DATA PROVIDED ->
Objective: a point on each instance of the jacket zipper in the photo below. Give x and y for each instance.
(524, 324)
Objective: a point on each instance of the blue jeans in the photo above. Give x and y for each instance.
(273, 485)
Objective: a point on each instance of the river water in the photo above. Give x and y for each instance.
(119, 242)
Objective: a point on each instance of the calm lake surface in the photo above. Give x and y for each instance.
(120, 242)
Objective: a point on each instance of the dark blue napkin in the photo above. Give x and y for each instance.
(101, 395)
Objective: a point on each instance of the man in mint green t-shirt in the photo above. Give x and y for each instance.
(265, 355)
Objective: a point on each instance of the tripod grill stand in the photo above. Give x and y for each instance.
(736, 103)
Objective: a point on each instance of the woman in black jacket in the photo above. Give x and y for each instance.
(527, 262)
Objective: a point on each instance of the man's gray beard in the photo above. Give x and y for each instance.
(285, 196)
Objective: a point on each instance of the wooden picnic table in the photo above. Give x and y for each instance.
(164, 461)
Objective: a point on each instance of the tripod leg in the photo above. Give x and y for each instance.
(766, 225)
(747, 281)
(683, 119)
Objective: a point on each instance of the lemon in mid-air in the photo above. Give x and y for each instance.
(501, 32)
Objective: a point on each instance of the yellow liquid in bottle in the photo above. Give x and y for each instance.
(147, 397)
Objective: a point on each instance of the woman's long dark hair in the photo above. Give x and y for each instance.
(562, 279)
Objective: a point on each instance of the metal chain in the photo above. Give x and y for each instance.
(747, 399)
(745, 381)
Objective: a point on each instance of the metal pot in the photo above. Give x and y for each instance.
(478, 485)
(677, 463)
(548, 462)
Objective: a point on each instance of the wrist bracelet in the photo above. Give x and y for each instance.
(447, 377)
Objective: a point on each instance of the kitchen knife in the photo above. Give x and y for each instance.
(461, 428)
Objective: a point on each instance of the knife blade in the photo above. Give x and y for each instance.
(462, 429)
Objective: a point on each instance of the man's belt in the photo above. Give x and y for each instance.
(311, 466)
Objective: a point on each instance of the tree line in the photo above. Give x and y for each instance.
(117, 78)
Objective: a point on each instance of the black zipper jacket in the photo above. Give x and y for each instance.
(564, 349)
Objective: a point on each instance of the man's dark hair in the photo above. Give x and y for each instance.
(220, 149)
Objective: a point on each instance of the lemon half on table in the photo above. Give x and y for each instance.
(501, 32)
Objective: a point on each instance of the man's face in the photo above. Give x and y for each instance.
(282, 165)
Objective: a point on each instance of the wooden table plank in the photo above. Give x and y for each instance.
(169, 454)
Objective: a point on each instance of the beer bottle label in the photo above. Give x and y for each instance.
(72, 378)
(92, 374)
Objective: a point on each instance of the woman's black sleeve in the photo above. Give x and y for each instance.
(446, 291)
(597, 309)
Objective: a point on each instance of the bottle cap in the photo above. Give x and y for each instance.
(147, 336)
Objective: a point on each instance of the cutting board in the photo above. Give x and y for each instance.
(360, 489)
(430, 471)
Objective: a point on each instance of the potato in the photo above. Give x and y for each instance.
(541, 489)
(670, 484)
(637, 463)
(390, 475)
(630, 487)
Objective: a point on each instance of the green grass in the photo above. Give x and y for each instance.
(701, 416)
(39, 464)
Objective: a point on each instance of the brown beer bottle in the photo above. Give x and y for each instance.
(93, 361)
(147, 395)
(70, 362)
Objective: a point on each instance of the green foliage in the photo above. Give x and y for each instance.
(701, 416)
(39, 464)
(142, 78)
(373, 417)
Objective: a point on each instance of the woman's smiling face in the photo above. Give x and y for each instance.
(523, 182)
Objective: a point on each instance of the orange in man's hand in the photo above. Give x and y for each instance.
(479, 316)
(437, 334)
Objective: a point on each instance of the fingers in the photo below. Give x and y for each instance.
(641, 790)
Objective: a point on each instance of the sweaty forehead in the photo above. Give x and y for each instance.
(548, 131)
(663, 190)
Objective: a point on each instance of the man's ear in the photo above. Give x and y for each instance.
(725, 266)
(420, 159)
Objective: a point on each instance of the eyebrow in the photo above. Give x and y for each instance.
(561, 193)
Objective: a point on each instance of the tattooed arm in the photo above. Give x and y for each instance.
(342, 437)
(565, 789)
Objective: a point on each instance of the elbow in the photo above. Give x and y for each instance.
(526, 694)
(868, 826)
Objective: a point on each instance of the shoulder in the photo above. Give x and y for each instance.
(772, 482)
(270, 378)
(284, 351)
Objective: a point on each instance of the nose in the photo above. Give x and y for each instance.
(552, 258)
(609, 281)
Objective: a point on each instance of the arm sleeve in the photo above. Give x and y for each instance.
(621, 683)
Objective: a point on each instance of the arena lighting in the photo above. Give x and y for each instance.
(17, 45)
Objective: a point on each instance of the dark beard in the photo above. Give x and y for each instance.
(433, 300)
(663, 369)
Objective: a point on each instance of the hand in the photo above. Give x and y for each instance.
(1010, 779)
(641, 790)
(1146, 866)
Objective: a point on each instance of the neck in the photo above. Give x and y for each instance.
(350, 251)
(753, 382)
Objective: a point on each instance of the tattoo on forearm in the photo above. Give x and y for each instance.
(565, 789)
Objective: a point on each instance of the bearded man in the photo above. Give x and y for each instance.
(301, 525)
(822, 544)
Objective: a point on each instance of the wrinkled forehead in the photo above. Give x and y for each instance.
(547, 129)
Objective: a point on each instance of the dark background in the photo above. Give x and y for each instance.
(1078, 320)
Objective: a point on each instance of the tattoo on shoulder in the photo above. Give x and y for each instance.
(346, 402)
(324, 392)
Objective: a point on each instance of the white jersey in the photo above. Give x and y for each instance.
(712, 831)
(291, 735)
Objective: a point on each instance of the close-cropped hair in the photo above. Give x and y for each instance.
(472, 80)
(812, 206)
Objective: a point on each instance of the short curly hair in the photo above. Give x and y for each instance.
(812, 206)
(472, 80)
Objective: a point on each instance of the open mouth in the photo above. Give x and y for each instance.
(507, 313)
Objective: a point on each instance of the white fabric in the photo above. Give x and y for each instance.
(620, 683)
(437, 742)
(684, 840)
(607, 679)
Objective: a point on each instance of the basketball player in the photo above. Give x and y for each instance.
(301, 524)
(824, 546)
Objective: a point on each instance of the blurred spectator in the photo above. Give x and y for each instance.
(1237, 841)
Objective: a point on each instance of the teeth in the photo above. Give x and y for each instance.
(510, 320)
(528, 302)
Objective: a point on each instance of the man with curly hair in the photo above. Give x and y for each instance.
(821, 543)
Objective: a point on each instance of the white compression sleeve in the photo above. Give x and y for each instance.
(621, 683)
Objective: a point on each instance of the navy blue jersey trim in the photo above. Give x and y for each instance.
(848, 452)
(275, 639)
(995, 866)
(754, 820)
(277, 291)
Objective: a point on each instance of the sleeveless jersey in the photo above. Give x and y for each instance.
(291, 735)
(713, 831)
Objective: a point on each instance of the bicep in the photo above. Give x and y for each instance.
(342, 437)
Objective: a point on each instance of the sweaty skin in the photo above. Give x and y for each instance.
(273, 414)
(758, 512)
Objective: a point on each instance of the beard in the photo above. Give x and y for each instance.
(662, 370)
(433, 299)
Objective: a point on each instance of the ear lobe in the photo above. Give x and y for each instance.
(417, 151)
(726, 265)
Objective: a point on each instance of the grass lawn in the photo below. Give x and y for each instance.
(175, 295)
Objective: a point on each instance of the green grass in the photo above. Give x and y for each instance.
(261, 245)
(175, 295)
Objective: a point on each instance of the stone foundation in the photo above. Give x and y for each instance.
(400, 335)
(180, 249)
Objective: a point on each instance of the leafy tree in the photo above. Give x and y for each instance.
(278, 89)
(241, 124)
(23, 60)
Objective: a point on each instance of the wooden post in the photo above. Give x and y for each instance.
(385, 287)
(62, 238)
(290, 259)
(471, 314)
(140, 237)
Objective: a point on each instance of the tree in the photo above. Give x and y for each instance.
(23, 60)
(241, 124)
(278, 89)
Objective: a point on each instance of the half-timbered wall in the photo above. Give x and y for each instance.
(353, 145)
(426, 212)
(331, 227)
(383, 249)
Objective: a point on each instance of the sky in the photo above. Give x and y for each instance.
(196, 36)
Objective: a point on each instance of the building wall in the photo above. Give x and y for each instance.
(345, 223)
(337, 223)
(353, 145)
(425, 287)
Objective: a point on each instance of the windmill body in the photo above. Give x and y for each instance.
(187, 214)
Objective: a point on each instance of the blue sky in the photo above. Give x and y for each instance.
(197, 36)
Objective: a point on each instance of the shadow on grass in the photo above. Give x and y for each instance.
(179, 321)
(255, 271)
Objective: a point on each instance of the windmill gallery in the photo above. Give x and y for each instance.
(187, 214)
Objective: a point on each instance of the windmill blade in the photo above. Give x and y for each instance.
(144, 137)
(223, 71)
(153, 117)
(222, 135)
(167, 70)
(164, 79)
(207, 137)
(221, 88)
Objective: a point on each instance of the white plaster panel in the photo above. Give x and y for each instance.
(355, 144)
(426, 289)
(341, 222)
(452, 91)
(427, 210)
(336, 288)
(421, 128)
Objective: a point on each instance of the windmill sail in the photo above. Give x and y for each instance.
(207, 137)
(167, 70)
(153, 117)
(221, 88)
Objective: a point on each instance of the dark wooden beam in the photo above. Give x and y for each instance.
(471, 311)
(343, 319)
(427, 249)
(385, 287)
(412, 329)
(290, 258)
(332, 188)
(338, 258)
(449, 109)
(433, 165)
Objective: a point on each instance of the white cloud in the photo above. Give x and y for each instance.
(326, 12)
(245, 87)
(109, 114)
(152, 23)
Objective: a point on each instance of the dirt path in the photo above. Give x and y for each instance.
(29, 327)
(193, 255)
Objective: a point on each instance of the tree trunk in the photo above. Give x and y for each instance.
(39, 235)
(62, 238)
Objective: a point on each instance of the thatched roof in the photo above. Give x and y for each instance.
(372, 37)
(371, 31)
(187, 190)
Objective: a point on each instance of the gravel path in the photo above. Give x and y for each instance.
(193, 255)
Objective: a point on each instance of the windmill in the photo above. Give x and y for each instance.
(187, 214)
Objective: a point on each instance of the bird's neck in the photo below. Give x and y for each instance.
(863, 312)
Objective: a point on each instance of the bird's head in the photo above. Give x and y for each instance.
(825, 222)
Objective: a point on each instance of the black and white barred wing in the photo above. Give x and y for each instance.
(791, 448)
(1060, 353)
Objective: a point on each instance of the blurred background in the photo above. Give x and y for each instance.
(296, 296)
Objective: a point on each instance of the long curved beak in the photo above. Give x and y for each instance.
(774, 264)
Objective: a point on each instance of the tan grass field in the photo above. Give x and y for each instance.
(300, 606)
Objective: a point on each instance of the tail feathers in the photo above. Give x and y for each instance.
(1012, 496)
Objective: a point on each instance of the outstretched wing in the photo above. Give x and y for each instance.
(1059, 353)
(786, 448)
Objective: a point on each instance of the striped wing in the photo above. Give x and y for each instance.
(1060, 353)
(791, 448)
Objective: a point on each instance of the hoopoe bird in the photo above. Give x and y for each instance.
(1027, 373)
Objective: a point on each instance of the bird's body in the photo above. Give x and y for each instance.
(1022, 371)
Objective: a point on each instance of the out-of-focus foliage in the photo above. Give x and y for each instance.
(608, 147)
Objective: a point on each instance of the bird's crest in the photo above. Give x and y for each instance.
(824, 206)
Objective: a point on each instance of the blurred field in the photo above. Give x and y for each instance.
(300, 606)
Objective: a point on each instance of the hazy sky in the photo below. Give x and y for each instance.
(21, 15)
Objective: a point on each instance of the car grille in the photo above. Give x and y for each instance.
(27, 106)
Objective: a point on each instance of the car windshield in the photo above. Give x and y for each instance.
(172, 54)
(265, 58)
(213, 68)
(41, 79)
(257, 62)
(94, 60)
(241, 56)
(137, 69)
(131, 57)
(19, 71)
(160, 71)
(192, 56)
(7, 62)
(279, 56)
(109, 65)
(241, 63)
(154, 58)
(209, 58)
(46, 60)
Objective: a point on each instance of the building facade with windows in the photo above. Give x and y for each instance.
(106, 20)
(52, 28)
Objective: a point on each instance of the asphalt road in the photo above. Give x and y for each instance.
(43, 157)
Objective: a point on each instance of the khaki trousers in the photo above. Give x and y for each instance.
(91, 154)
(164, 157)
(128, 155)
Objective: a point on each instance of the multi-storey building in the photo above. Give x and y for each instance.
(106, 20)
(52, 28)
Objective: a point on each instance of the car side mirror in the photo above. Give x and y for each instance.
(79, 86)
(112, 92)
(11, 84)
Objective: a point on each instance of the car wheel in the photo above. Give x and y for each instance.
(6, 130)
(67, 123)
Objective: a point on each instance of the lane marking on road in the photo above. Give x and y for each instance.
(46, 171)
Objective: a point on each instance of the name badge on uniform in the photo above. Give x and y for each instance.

WORK TO DO -> In the records above, return only the line that contains "Objective: a point on each instance of the hazy" and every line after it through the last, exactly as they appear.

REPLY TO THE EXERCISE ->
Objective: a point on each instance of the hazy sky in the photo below. Give x and y for each instance.
(21, 15)
Objective: a point on each instance of the car grille in the photo above. Give x and y for each instance.
(27, 106)
Objective: a point on each instance of the car windshield in the photo above. Give x and y for each instance.
(172, 54)
(265, 58)
(213, 68)
(41, 79)
(257, 62)
(94, 60)
(241, 56)
(137, 69)
(131, 57)
(19, 71)
(160, 71)
(192, 56)
(7, 62)
(279, 56)
(109, 65)
(241, 63)
(154, 58)
(209, 58)
(46, 60)
Objective: a point on each instance of the building facade with windows in the photo above. Give x and y for each instance.
(106, 20)
(52, 28)
Objective: a point on each instance of the asphalt road in the photo above. Give x and y for each instance.
(43, 157)
Objective: a point on each instance of the khaki trousers in the photo above. Give x and y for each instance.
(91, 154)
(164, 157)
(128, 155)
Objective: a point on each instance of the multi-storey building in the photo above. Give x and y for each instance.
(106, 20)
(52, 28)
Objective: a point on each instance of the car side mirror in the photo above. Give x and y for each instance.
(79, 86)
(112, 92)
(11, 84)
Objective: a point on each instance of the car wheel in the photo above. Give x and y for each instance.
(6, 130)
(67, 123)
Objective: a point on each instance of the lane marking on road in the photo above. Give x and y for each instance.
(46, 171)
Objective: a point on each instance of the name badge on uniform in the photo above. Give x and y for each instance.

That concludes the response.